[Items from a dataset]
....

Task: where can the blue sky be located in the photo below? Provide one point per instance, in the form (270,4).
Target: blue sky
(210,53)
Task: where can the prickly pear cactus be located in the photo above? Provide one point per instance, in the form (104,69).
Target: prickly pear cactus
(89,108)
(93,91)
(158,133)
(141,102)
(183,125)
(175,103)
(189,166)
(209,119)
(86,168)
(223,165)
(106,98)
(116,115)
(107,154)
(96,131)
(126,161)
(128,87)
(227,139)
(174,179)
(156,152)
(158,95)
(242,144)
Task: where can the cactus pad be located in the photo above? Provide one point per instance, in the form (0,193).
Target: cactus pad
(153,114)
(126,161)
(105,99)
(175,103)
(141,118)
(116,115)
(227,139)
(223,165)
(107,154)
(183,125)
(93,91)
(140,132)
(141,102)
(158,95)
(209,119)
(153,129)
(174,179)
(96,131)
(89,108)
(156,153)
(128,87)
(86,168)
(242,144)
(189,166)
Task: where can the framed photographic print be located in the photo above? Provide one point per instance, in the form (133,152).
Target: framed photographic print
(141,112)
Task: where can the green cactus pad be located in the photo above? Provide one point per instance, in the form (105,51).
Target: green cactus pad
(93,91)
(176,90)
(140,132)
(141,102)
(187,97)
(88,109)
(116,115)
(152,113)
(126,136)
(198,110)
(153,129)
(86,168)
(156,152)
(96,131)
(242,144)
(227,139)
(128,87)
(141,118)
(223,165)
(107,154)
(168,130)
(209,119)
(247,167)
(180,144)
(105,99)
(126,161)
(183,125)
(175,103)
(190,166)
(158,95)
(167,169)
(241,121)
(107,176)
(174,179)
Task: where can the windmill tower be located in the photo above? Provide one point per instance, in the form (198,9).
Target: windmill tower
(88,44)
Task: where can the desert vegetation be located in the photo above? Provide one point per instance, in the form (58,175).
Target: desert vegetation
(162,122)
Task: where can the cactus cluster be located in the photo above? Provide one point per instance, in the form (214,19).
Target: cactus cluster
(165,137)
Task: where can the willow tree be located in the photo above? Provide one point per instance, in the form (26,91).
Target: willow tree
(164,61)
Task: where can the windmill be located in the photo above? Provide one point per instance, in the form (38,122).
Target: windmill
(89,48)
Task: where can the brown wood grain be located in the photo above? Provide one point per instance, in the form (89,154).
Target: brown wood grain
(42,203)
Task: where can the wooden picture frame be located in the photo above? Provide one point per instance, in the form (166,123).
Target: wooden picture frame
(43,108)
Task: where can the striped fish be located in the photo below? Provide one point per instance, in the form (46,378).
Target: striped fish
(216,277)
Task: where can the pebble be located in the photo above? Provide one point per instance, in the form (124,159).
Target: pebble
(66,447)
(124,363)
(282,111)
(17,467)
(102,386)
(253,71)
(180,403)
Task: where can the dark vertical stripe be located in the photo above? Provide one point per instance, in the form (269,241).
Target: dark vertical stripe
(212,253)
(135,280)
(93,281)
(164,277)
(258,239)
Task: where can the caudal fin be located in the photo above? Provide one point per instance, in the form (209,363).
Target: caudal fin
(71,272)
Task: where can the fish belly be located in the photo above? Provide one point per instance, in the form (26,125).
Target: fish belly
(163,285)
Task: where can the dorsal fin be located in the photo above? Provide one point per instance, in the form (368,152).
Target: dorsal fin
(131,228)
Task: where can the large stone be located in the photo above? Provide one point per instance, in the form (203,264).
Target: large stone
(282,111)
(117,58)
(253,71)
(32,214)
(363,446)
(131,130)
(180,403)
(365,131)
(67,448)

....

## [WORK TO COMPLETE]
Repeat every entry exactly, leaving nothing out.

## [YOUR SOLUTION]
Task: where can the blue sky be located in the photo below? Provide one point per instance, in the form (270,4).
Target: blue sky
(210,53)
Task: where can the prickly pear cactus be located in the photo above? Provide one point per instance, in the form (104,69).
Target: prickly pear cactus
(89,108)
(93,91)
(158,133)
(141,102)
(183,125)
(175,103)
(189,166)
(209,119)
(86,168)
(223,165)
(106,98)
(116,115)
(107,154)
(96,131)
(126,161)
(128,87)
(227,139)
(174,179)
(156,152)
(158,95)
(242,144)
Task: where can the cactus pad be located in the photo above? Provide one point per instance, in the form (0,193).
Target: cactus pad
(153,114)
(126,161)
(105,99)
(175,103)
(141,118)
(116,115)
(227,139)
(223,165)
(107,154)
(183,125)
(93,91)
(140,132)
(141,102)
(158,95)
(209,119)
(153,129)
(174,179)
(96,131)
(89,108)
(156,153)
(128,87)
(86,168)
(242,144)
(189,166)
Task: where can the framed photographic print be located in the photo above? Provide one point per instance, in the form (133,152).
Target: framed photographic print
(141,112)
Task: where can the green cactus pad be located in the photo above? Provide one point per instance, in the form (105,51).
Target: green cactus pad
(93,91)
(176,90)
(140,132)
(141,102)
(187,97)
(88,109)
(116,115)
(152,113)
(126,136)
(198,110)
(153,129)
(86,168)
(156,152)
(96,131)
(242,144)
(227,139)
(128,87)
(141,118)
(223,165)
(107,154)
(168,130)
(209,119)
(247,167)
(180,144)
(105,99)
(126,161)
(183,125)
(175,103)
(190,166)
(158,95)
(167,169)
(241,121)
(107,176)
(174,179)
Task: where can the windmill tower be located in the photo above? Provide one point per instance, in the form (198,9).
Target: windmill tower
(88,44)
Task: where can the desert vegetation be located in the photo above? Provide one point per instance, in the form (58,175).
Target: desert vegetation
(162,122)
Task: where can the cactus cluster be located in the photo above? Provide one point per instance, in the form (214,19).
Target: cactus cluster
(165,137)
Task: where can the willow tree be located in the photo above? Provide one point per instance, in the form (26,91).
Target: willow tree
(164,61)
Task: where can the windmill be located in the photo above? Provide one point per instance, in the form (38,122).
Target: windmill
(89,48)
Task: where can the brown wood grain be located in the photo above? Provide one point per instance, in the form (89,154).
Target: brown wood grain
(42,203)
Task: where can the wooden picture frame be located in the photo above? Provide one point per instance, in the form (166,123).
Target: wooden picture frame
(43,108)
Task: where can the striped fish be located in the photo below? Provide one point per instance, in the form (46,378).
Target: striped fish
(216,277)
Task: where can the pebble be located in the photo above? Provide one point per instance, in the form (124,159).
Target: pebble
(66,447)
(124,363)
(282,111)
(17,467)
(102,386)
(253,71)
(180,403)
Task: where can the dark vertical stripe be located in the photo above? Provide one point per instance, in the form (269,241).
Target: dark vertical stripe
(212,253)
(135,280)
(93,281)
(164,277)
(258,239)
Task: where can the caudal fin be located in the photo above? Provide one point per instance, in the form (209,363).
Target: caudal fin
(71,272)
Task: where can the fish belly be located in the photo above? Provide one point per instance, in the form (26,125).
Target: fish belly
(163,285)
Task: where can the dorsal fin be located in the photo above? Provide one point per instance, in the form (368,152).
Target: dorsal fin
(131,228)
Task: where can the large stone be located in the photo above? Provide one point per instance, in the form (203,264).
Target: large stone
(282,111)
(117,58)
(253,71)
(32,214)
(363,446)
(131,130)
(180,403)
(365,131)
(67,448)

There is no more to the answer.